— WHAT YOU HAVE TO DO —
The lines running from the one that contains "of the street" to the end of the records below are what to reproduce, exactly and without pictures.

— DATA SUPPLIED —

BEGIN

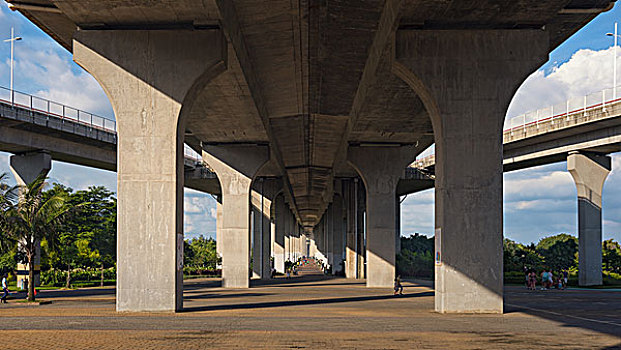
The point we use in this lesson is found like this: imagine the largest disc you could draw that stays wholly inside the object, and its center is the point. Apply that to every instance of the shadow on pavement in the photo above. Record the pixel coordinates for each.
(302, 302)
(595, 310)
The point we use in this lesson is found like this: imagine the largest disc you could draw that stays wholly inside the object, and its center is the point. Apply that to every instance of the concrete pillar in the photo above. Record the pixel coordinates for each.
(353, 251)
(148, 76)
(338, 233)
(219, 227)
(380, 169)
(589, 171)
(261, 241)
(397, 225)
(26, 168)
(235, 165)
(466, 80)
(280, 233)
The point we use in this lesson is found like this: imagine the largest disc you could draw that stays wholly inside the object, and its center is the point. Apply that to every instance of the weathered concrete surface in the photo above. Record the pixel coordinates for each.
(466, 80)
(236, 166)
(134, 68)
(380, 169)
(589, 172)
(279, 244)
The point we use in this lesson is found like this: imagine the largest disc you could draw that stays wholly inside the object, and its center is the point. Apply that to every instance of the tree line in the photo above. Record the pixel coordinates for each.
(76, 232)
(558, 252)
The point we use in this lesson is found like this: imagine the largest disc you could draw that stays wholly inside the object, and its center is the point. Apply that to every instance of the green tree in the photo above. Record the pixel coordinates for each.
(8, 246)
(88, 238)
(33, 218)
(611, 256)
(202, 253)
(517, 256)
(559, 251)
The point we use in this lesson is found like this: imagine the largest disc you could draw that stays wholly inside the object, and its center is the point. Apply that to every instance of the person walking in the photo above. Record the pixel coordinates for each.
(5, 289)
(398, 286)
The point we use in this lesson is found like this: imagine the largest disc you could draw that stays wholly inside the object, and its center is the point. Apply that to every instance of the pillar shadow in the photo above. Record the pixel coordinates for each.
(595, 310)
(324, 301)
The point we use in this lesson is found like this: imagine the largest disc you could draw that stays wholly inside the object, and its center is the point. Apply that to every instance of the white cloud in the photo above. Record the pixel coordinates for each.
(587, 71)
(553, 184)
(61, 82)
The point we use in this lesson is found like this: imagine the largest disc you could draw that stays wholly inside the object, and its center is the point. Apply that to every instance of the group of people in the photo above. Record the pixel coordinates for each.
(548, 279)
(5, 289)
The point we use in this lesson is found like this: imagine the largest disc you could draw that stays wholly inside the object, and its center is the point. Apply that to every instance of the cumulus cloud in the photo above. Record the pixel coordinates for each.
(586, 72)
(61, 81)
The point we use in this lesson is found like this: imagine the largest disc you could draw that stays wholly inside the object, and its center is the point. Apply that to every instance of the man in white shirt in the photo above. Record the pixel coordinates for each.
(5, 289)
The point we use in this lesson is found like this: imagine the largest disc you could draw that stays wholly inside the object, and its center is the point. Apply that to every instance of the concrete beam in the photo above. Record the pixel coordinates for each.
(589, 172)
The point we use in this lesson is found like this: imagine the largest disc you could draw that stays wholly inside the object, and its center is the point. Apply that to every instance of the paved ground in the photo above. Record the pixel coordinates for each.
(311, 313)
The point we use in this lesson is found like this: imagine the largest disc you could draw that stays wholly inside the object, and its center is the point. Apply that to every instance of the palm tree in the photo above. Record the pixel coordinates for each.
(7, 198)
(32, 218)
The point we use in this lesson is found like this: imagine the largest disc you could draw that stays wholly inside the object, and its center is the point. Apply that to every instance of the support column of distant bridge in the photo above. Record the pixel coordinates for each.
(466, 80)
(26, 168)
(236, 166)
(354, 202)
(151, 78)
(380, 168)
(589, 172)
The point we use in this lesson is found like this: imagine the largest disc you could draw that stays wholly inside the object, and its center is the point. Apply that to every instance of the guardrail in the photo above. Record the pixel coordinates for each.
(63, 112)
(55, 109)
(573, 108)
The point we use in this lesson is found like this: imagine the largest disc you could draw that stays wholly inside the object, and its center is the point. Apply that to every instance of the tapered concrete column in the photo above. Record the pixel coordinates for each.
(466, 80)
(397, 225)
(219, 227)
(148, 76)
(589, 171)
(354, 264)
(26, 168)
(380, 169)
(261, 243)
(235, 166)
(280, 214)
(338, 230)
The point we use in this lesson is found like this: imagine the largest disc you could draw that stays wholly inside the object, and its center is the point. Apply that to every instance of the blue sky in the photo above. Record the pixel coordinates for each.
(537, 202)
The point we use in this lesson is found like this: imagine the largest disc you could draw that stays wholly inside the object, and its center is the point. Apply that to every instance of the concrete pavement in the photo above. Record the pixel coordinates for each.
(315, 312)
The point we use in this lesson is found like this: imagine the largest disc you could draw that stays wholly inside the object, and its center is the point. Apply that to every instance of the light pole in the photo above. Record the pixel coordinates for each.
(614, 63)
(12, 40)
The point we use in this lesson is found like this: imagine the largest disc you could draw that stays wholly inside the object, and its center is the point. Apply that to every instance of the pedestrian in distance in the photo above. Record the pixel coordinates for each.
(5, 289)
(544, 279)
(565, 278)
(398, 286)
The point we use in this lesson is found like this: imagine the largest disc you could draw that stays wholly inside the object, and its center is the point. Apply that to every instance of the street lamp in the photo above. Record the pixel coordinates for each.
(614, 63)
(12, 40)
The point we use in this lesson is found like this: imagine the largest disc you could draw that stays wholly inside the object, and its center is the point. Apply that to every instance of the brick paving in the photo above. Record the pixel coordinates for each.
(313, 312)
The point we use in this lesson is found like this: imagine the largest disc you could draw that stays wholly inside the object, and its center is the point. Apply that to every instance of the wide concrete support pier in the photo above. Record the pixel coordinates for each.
(235, 166)
(261, 251)
(589, 171)
(380, 169)
(26, 168)
(466, 80)
(149, 75)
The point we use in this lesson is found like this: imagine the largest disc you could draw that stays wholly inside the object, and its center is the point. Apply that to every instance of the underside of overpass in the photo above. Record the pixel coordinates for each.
(310, 92)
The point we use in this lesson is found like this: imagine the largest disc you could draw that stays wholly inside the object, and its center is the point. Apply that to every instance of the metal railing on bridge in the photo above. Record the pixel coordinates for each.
(574, 111)
(55, 110)
(59, 111)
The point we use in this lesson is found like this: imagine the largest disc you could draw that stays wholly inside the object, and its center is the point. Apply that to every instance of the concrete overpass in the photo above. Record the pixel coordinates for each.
(307, 93)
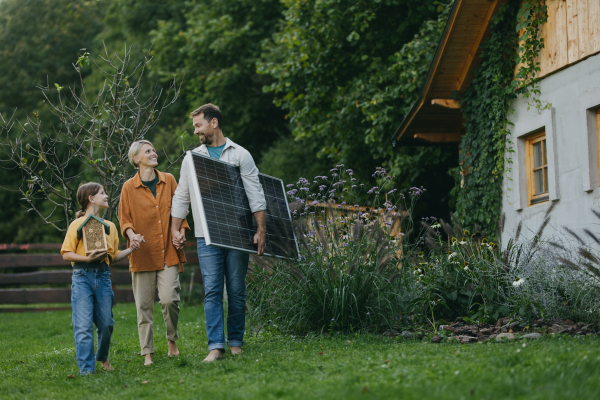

END

— REPLY TO THE TASK —
The point we use in this lesson is found like this: imagine the largest disc you could draw that stays wholly inside the object, and its center is the point. Apply that to every instance of the street lamp in the photo above. Record the pixel coordinates for each.
(614, 63)
(12, 40)
The point we use in this lesson is found like this: imagine the largest disc you could draw that stays wholly inside the object, and its center is the point. Apply that to every instance of the brick paving in the photo above. Record the pixel coordinates for each.
(313, 312)
The point we use in this lesson is found like this: imagine the largest disc you could draw that stays wholly inside the object, and its center is the point. Apply that to every instance of the wide concrete support pier in the photo above. Record the pixel coordinates for each.
(235, 166)
(261, 251)
(589, 171)
(380, 169)
(26, 168)
(466, 80)
(149, 75)
The point we use in this lesson is found like this: imagine the largest disc you could draw that stays wholly inside the object, and its center is the point. Apply that to every instance of the underside of overpass in the photo above. Record the pixel coordinates for each.
(310, 92)
The point we use in this lesson is found like this: imagine the largest disc you could draw that stays wholly inside the object, and its center is the point. Apply that to every instance of the metal railing on bridge in the photo above. Record the pixel coordinates for each.
(574, 111)
(55, 110)
(59, 111)
The point we use in this lesson is found like this: imagine the largest disc you could draw that stays wholly inside the object, and its center is the point. Apply that to every instance of the concrete overpass in the photo above. Record the pixel coordinates for each.
(307, 93)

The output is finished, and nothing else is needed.